Text shown:
* * * *
$200-Million Donated to Calif. College; MIT and a Pa. Fund Also Win Big Gifts
October 18, 2007 | Read Time: 4 minutes
Three institutions have received $100-million or more from individuals:
- Robert Day, a California financier, is giving $200-million to his alma mater, Claremont McKenna College, a liberal-arts institution in Claremont, Calif., to pay for a new master’s-degree program for economics and finance. Mr. Day helped the college design the program. In addition, the college plans to upgrade undergraduate programs in those fields and finance new scholarships.
- The Massachusetts Institute of Technology has received a $100-million pledge from David H. Koch, an executive vice president of Koch Industries and an alumnus of the university, to build a new cancer-research center.
- The Erie Community Foundation, in Pennsylvania, has received an anonymous pledge of $100-million. The donor asked that $85-million go to make unrestricted gifts to local charities and $15-million be given to groups nationwide.
Mr. Day’s gift to Claremont McKenna will be used to create an alternative to the traditional master of business administration program, said the college’s president, Pamela Gann. She said that fewer young adults want to return to college for their master’s degree after entering the work force, in part because their salaries are increasing at a rapid pace and also because many of them don’t want to disrupt their finances or their personal lives.
She says the college hopes to deal with that trend by giving liberal-arts undergraduates a broader understanding of finance and organizational psychology, and offering them the opportunity to get M.B.A.-level training in a master’s-degree program.
Mr. Day said he thinks a liberal-arts education is crucial to the making of a competent leader. “It broadens your perspective,” he says. But those same leaders, he says, also need a certain level of competency in finance, accounting literacy, and leadership psychology, and he has worked closely with the college to design a program that will include those subjects.
“This is not to turn the college into a trade school; it’s to emphasize leadership,” Mr. Day says, adding that today’s students get a strong enough education that they don’t necessarily need an M.B.A. to succeed.
Mr. Day graduated from the college in 1965 and has served on its Board of Trustees since 1970.
* * * *
Data under study:
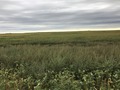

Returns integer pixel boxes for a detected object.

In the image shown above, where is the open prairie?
[0,31,120,90]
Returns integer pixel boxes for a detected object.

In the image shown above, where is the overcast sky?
[0,0,120,32]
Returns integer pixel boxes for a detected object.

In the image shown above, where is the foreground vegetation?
[0,31,120,90]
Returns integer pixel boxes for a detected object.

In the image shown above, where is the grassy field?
[0,31,120,90]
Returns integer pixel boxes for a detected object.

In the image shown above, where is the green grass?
[0,31,120,90]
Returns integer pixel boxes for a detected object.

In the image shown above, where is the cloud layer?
[0,0,120,32]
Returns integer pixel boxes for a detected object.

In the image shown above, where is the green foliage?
[0,31,120,90]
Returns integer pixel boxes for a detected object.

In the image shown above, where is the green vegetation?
[0,31,120,90]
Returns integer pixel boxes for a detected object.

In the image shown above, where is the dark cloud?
[0,0,120,32]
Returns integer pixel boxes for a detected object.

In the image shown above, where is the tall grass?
[0,31,120,90]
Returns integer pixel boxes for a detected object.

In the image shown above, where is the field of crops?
[0,31,120,90]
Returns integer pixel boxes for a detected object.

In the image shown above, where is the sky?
[0,0,120,33]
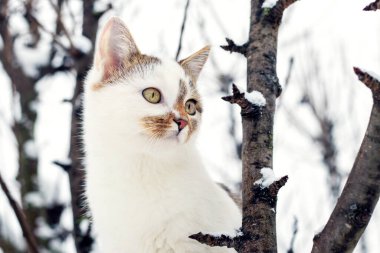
* * * *
Problems to work on:
A) Do the following statements agree with the gifts article? For each, answer yes or no and quote the deciding words of the text exactly.
(i) Robert Day graduated from Claremont McKenna College in 1965.
(ii) The anonymous donor asked that $15-million of the Erie Community Foundation pledge go to local charities.
(iii) David H. Koch's pledge to MIT is meant to build a new cancer-research center.
B) Rewrite the stretch of the gifts article from "Mr. Day’s gift" through "their personal lives.", replacing "rapid" with "steady".

Answers by item number:
A)
(i) Yes: "Mr. Day graduated from the college in 1965"
(ii) No: "$85-million go to make unrestricted gifts to local charities and $15-million be given to groups nationwide"
(iii) Yes: "to build a new cancer-research center"

B)
Mr. Day’s gift to Claremont McKenna will be used to create an alternative to the traditional master of business administration program, said the college’s president, Pamela Gann. She said that fewer young adults want to return to college for their master’s degree after entering the work force, in part because their salaries are increasing at a steady pace and also because many of them don’t want to disrupt their finances or their personal lives.